Object detection data
■ ■ ■ ■ ■ ■ ■

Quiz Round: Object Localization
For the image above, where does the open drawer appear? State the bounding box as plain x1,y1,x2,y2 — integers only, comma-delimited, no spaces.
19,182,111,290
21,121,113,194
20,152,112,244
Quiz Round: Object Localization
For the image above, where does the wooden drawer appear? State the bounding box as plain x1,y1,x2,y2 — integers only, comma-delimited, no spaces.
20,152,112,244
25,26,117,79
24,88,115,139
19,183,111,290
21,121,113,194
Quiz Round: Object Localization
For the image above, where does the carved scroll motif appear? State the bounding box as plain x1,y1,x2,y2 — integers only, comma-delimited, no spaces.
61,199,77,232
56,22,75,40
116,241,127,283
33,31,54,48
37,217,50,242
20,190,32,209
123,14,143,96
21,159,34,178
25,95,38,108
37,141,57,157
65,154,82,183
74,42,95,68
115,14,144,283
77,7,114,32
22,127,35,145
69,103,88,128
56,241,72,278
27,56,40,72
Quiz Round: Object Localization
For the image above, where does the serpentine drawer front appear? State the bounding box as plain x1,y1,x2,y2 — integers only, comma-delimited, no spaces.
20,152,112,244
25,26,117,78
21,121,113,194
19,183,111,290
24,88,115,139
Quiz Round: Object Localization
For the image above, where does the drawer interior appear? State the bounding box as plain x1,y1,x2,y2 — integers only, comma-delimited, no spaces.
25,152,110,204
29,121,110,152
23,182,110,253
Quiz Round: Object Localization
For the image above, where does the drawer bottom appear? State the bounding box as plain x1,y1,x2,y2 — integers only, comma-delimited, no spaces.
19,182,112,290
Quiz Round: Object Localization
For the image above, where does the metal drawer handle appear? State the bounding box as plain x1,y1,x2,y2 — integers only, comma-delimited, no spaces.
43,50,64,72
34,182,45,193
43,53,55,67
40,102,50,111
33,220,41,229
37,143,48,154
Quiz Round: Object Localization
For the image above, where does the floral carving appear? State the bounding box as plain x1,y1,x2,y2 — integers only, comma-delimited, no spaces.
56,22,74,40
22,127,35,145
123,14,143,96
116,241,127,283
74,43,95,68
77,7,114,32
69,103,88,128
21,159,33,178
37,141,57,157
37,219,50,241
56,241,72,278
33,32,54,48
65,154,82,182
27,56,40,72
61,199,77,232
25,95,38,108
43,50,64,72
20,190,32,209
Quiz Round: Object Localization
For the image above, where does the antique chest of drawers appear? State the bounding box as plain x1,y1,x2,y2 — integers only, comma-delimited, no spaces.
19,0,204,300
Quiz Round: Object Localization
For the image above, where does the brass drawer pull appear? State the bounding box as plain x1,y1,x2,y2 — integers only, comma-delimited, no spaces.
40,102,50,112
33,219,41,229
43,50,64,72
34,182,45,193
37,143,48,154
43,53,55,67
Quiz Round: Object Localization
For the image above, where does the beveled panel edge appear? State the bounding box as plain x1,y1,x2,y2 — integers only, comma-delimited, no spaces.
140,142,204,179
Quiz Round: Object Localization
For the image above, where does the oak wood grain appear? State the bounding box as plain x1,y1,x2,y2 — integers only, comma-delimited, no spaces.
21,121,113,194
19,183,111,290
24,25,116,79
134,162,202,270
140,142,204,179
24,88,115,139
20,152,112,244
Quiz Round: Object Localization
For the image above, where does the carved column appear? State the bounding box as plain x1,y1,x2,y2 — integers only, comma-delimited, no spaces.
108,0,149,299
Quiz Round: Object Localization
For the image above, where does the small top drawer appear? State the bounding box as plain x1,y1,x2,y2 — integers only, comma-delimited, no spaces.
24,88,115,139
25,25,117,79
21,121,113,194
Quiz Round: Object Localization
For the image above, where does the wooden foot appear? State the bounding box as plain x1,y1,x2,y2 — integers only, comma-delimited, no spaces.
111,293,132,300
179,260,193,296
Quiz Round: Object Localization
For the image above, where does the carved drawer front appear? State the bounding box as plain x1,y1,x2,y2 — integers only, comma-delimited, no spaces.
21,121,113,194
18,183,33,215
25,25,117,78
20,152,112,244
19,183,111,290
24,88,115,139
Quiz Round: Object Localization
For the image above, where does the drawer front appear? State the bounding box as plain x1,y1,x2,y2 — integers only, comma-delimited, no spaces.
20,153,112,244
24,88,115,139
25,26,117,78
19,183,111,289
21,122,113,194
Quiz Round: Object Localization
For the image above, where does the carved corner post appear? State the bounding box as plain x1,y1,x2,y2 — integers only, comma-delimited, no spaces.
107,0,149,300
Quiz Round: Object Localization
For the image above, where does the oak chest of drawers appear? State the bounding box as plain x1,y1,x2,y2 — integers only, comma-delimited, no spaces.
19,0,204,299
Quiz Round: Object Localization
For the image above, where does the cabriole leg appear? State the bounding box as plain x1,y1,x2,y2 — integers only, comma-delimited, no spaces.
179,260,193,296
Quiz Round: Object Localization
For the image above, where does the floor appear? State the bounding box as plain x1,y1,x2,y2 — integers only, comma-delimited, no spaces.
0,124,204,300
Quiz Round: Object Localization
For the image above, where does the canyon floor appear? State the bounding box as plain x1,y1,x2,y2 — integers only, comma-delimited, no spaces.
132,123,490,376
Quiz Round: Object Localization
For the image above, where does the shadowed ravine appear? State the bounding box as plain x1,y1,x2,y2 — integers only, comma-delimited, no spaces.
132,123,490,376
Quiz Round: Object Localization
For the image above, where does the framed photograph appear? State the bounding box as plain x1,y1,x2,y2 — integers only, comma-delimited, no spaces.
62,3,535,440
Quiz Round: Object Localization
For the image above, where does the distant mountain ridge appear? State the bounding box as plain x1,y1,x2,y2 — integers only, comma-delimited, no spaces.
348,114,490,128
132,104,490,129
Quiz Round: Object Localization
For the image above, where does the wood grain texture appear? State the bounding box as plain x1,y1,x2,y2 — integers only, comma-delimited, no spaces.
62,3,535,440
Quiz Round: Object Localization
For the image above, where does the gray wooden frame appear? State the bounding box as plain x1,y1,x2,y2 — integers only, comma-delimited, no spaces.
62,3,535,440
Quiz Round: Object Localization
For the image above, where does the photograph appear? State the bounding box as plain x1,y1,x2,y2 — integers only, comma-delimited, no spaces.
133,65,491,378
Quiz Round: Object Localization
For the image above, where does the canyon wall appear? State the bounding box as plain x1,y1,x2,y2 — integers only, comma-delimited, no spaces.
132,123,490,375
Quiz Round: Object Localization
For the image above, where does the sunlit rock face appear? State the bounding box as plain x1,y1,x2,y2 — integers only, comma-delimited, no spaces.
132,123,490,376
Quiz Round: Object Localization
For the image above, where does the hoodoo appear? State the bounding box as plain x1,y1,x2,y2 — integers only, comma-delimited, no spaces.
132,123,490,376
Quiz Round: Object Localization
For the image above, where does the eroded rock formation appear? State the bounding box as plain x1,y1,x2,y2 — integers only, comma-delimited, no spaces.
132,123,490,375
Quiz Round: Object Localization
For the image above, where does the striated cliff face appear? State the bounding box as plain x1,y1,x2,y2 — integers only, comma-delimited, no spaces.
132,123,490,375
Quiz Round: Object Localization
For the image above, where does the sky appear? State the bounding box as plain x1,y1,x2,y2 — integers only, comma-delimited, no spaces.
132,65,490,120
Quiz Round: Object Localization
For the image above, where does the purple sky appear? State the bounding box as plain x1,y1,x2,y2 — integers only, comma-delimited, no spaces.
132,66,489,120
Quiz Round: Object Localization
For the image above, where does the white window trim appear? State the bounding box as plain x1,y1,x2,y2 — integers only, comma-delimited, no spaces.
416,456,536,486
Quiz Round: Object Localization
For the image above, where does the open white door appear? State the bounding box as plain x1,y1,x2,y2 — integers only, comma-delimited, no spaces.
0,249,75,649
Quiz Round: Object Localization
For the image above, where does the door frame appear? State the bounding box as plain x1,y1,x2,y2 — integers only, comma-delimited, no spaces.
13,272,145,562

■ ■ ■ ■ ■ ■ ■

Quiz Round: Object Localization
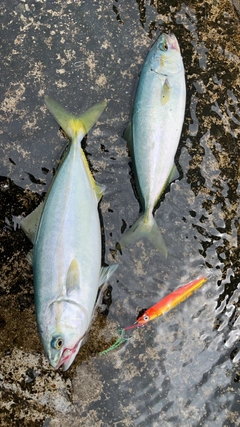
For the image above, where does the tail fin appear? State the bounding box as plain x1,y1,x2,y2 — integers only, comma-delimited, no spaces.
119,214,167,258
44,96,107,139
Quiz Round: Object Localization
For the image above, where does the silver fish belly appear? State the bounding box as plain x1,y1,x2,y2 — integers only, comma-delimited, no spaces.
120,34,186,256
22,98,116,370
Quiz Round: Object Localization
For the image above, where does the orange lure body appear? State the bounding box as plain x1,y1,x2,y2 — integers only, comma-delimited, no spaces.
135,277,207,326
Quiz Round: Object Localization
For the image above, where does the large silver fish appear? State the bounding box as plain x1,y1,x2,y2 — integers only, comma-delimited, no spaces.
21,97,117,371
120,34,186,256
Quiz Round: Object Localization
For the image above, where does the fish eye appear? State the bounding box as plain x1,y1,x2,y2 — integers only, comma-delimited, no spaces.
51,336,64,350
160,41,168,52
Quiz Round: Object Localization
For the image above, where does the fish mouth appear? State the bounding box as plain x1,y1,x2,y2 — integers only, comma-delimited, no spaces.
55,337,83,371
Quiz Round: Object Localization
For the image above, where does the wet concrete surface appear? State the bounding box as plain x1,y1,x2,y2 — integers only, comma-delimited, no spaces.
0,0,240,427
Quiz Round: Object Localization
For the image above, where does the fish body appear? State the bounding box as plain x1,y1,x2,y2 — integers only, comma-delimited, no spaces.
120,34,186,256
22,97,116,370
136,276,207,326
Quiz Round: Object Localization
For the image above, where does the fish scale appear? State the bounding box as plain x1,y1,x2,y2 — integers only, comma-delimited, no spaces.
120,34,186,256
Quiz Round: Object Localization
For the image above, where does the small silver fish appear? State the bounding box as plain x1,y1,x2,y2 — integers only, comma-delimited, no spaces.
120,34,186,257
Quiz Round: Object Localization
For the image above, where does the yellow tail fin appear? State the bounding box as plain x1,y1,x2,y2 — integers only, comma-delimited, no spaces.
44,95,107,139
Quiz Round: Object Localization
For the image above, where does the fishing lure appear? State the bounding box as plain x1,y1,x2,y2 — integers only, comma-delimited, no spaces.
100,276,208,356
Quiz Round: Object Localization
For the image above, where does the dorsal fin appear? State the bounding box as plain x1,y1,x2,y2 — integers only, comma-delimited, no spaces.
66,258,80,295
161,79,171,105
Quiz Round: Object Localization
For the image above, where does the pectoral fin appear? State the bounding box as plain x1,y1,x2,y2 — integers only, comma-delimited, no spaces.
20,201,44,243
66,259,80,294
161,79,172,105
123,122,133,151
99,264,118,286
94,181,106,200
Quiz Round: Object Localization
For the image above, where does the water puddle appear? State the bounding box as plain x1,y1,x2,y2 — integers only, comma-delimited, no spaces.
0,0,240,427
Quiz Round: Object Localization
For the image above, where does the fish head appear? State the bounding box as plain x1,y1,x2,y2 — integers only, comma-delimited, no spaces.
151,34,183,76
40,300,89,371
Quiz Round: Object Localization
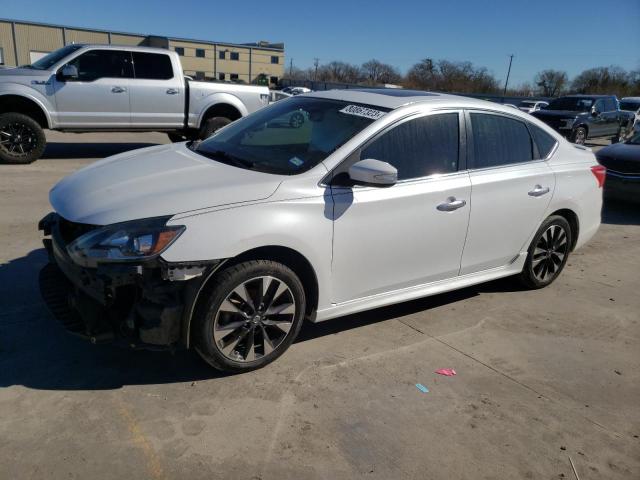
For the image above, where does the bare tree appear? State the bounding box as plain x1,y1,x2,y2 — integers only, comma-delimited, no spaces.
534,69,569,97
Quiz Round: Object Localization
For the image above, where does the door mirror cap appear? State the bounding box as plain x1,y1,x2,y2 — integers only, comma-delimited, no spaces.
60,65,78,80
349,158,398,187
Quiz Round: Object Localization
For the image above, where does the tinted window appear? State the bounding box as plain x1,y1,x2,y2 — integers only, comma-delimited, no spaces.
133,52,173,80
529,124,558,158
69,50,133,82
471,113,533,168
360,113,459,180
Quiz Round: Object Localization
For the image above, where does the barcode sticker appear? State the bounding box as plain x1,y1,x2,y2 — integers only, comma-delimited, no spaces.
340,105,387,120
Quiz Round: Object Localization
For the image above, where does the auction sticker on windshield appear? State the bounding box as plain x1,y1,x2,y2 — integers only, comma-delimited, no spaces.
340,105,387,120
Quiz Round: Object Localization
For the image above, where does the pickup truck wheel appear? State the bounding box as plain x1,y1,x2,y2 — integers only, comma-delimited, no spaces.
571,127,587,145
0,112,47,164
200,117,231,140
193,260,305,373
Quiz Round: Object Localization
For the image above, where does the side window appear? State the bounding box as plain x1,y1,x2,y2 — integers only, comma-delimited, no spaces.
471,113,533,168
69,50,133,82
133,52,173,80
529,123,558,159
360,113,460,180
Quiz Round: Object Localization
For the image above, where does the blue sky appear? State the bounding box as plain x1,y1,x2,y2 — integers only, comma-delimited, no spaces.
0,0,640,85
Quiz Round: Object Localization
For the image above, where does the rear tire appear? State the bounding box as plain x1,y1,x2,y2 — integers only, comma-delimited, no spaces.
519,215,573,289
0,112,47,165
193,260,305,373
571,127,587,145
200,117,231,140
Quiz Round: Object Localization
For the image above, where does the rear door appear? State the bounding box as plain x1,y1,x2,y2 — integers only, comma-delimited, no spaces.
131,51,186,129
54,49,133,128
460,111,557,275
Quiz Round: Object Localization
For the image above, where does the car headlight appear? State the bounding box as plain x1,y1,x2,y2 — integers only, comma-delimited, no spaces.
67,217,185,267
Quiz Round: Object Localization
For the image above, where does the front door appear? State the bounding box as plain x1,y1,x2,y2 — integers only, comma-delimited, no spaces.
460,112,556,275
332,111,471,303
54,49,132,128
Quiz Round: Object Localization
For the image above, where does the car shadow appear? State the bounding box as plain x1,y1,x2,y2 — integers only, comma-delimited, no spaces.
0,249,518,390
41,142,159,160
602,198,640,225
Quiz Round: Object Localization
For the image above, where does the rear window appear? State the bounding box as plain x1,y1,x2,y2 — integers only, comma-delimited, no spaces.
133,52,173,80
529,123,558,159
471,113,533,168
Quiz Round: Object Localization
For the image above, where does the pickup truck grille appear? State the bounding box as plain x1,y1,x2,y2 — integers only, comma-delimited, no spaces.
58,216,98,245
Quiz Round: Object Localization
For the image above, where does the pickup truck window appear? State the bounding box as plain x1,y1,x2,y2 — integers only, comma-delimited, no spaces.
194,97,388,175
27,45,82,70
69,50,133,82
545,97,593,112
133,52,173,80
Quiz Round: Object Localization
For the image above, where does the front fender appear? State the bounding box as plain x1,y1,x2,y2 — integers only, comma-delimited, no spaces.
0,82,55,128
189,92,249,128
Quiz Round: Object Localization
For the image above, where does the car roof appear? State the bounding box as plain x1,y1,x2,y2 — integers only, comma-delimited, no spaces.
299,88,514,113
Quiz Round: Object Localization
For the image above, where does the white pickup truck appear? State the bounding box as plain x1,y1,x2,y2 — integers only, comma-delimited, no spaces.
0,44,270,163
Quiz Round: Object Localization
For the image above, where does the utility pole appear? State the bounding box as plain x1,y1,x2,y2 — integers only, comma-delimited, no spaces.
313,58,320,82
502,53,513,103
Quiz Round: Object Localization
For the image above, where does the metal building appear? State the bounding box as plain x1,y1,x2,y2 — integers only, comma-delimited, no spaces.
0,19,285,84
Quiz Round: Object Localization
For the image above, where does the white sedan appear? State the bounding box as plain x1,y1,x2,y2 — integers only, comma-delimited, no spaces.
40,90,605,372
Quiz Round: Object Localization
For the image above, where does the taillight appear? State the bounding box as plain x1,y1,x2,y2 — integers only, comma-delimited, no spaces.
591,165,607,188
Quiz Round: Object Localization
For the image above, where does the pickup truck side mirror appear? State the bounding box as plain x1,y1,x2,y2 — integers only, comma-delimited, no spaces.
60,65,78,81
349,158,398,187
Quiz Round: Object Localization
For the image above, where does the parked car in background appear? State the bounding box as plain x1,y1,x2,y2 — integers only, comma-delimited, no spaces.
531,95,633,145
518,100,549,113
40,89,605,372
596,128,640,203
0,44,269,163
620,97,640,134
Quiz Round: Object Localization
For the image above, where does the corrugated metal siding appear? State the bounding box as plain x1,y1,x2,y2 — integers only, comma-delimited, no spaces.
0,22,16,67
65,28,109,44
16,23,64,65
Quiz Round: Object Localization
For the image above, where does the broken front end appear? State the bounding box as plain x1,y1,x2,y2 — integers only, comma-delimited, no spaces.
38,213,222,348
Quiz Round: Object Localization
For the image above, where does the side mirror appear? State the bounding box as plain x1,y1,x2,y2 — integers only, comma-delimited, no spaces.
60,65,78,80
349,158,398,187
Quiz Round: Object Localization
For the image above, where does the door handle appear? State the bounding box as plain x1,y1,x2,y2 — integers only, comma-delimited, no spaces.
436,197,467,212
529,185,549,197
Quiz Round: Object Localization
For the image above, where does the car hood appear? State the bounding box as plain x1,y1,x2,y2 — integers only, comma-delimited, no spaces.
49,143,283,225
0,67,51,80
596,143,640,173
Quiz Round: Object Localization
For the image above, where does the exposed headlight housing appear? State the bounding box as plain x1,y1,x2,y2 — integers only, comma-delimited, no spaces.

■ ■ ■ ■ ■ ■ ■

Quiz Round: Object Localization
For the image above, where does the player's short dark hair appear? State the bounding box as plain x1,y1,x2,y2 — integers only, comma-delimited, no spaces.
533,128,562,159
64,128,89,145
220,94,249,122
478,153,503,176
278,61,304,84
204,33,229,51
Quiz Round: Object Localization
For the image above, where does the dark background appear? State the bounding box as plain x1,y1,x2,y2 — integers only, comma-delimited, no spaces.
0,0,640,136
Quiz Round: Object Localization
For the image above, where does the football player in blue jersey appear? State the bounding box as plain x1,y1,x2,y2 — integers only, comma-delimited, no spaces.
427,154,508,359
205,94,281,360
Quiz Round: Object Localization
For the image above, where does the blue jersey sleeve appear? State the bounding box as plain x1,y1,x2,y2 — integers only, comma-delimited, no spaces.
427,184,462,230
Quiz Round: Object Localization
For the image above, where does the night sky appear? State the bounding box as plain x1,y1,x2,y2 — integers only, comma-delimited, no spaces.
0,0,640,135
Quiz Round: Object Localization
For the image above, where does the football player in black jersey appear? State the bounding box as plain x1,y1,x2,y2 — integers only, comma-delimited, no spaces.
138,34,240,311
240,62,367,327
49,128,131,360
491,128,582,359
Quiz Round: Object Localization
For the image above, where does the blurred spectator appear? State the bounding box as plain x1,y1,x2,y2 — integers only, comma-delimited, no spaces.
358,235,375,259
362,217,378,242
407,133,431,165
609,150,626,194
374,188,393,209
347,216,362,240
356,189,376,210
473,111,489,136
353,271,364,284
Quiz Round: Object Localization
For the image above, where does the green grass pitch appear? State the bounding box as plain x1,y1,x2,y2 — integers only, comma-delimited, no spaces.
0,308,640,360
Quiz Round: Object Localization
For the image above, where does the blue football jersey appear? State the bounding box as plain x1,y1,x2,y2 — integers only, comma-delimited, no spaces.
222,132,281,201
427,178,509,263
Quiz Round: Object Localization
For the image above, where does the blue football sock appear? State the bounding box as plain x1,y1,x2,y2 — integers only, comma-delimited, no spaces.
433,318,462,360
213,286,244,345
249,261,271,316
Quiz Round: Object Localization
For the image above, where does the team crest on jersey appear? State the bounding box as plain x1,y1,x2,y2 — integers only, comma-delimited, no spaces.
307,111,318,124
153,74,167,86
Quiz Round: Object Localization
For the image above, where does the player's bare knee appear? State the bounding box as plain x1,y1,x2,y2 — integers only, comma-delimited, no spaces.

■ ■ ■ ■ ■ ■ ■

**What to do**
List every line in the data above that contains the word "metal", treating uppercase and lowercase as different.

**Written answer**
For the image above, where does the metal drawer handle appear? State the bounding box as plain x1,y1,x2,y2 — integers only, comma-delimited, no spaces.
For the image above, where does the metal building appear? State the bounding box as plain x1,y1,x2,y2 — integers only, comma-delimited, no spaces.
For the image above, where does the corrugated metal siding appear? State the bounding box as plain x1,y1,x2,y2 — integers only, comma-delimited, no spaces.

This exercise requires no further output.